_SOURCE TEXT_
#####

This Ash Wednesday, I ask myself: if my God given life is a blessing, is there also a blessing in my God given death?
Lord, my days are numbered. May they add up to something holy. Amen.
Bill Albritton kindly offered to write on a common expression. In honor of Mardi Gras, here it is…
Laissez les bons temps rouler
As Mardi Gras approaches, I think about this old Cajun French toast: Let the good times roll! A couple of key words here for me are let and roll. It doesn’t say that we have to make these good times happen—we let/allow them to happen. In other words, let’s not get in the way of them. All of our efforting, striving, manufacturing is of no avail and perhaps might even restrict these “good times”. It’s like telling someone You’re not in the mood? Well, get in the mood! Or maybe it’s like trying to be happy?
Did you ever try to stop rolling down a hill as a kid? If it’s a good hill, it’s pretty hard to stop yourself as I recall—and there were very few times I would want to do that, anyway. When you’re on a roll, you just enjoy it. Trying to roll is hard—rolling is easy.
Several books and a song have used Let Go and Let God in their titles. I’m taking this advice seriously this Lenten season—oh, but not too seriously.
[Bill Albritton offers his gifts of writing, teaching, singing, and praying to God, neighbor, church community, and world. I am grateful beyond words.]
It’s a slippery slope, my friend. In the literal sense, it’s a heads-up to step carefully on wintry roads, sidewalks, and ski trails. In a philosophical discussion, it’s a caution concerning the tendency to slide from one questionable act or assumption into another, gaining momentum all the way. In Lemony Snicket’s The Slippery Slope, book the tenth book in A Series of Unfortunate Events, it’s both.
A slippery slope turns tentative, tiny movements in a particular direction into a glide, a descent, and a velocity that cannot be controlled or stopped. It’s what makes navigating icy on-ramps dangerous and toboggan rides down snowy hills exhilarating. It’s momentum in a particular direction, and what comes of it – joy, pain, kindness, hurt – depends on the direction. Taking a few steps down the wrong path makes taking the next few easier until the ability to turn around is unlikely if not impossible. But the same may be said of taking those very same steps down the right path: baby steps in the right direction can turn into confident strides, then a glide into acts of peace and courage that are transformed into blessings for the world around and the soul within.

#####

_PROBLEM 1_
In the Lenten reflections, which two words of the Cajun French toast does the writer single out as key?
_PROBLEM 2_
Quote the Lenten reflections, starting at the words "Lord, my days" and stopping after "to be happy?".

_THE DATA_
#####

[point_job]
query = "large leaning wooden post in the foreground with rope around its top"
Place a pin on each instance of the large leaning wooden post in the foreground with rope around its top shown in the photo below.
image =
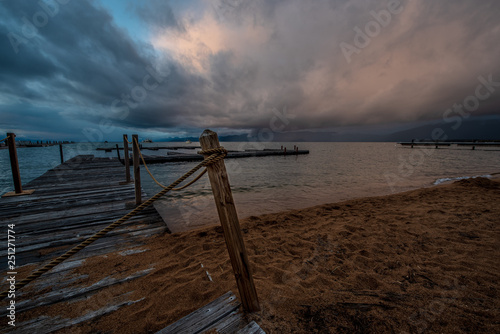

#####

_YOUR RESPONSE 1_
Let and roll.

_YOUR RESPONSE 2_
Lord, my days are numbered. May they add up to something holy. Amen.
Bill Albritton kindly offered to write on a common expression. In honor of Mardi Gras, here it is…
Laissez les bons temps rouler
As Mardi Gras approaches, I think about this old Cajun French toast: Let the good times roll! A couple of key words here for me are let and roll. It doesn’t say that we have to make these good times happen—we let/allow them to happen. In other words, let’s not get in the way of them. All of our efforting, striving, manufacturing is of no avail and perhaps might even restrict these “good times”. It’s like telling someone You’re not in the mood? Well, get in the mood! Or maybe it’s like trying to be happy?